# [ABOUT THIS EXERCISE]
The answer must consist of every line below that holds the word "window".

# [SOURCE INFORMATION]

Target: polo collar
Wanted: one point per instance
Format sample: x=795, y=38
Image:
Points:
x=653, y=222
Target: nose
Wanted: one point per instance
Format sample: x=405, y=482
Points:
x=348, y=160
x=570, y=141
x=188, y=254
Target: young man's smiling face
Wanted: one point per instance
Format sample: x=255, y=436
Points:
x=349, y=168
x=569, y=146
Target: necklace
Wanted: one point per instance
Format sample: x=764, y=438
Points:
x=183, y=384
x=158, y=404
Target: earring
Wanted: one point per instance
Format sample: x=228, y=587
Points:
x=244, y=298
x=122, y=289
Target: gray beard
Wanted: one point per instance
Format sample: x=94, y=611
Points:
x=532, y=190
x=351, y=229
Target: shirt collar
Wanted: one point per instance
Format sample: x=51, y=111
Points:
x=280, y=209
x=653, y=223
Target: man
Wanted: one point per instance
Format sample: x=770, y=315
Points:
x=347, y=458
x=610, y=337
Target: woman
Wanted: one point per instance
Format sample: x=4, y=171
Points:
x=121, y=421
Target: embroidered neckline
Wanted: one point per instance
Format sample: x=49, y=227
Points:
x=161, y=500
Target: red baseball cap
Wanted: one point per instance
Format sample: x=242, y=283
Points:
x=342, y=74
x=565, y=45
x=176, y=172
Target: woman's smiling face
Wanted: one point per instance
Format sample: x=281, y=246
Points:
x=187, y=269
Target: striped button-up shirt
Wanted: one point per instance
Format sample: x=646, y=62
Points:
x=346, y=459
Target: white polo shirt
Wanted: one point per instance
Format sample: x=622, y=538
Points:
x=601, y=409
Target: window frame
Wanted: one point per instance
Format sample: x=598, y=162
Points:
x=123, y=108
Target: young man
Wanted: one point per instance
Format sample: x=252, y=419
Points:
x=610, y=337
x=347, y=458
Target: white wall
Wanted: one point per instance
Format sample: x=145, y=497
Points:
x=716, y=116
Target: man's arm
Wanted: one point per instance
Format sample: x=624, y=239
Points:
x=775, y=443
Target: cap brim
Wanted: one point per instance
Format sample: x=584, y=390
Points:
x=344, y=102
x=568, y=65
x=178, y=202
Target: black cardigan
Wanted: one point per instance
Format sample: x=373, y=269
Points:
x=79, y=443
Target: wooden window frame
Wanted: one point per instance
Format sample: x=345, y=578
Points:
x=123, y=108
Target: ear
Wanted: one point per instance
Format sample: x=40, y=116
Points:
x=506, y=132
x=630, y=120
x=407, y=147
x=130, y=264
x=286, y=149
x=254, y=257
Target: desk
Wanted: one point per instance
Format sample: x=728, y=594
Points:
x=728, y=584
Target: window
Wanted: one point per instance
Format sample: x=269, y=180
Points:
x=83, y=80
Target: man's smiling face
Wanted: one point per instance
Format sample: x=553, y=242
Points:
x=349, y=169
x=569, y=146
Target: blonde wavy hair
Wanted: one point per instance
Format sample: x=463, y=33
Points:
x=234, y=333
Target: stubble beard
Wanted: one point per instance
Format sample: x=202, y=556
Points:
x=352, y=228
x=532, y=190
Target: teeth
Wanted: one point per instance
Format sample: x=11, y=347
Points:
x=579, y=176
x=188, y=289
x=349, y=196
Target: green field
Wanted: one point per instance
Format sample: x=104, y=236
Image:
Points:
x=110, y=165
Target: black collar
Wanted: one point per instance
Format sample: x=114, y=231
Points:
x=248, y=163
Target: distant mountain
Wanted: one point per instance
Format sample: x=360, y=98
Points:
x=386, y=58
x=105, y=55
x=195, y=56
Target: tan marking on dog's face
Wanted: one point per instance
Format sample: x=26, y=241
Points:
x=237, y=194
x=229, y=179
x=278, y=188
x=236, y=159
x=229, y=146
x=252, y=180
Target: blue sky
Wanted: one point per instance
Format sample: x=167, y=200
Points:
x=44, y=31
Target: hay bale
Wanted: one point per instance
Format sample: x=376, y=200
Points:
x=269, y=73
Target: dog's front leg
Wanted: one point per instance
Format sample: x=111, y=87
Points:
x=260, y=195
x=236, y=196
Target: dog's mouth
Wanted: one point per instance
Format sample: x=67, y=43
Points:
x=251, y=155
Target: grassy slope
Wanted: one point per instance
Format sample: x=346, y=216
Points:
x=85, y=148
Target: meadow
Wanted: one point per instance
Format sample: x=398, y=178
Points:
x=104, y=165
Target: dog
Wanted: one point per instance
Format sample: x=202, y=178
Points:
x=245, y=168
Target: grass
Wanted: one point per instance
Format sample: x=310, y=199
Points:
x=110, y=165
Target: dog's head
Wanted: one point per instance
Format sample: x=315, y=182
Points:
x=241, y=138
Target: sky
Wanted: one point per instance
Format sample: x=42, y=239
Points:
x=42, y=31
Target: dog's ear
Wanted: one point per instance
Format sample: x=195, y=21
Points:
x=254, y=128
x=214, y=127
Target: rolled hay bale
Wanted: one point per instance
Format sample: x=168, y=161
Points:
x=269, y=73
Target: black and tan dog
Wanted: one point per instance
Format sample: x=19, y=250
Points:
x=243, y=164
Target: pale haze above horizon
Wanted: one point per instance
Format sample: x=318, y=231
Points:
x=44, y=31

# [YOUR RESPONSE]
Target: window frame
Target: wooden window frame
Target: window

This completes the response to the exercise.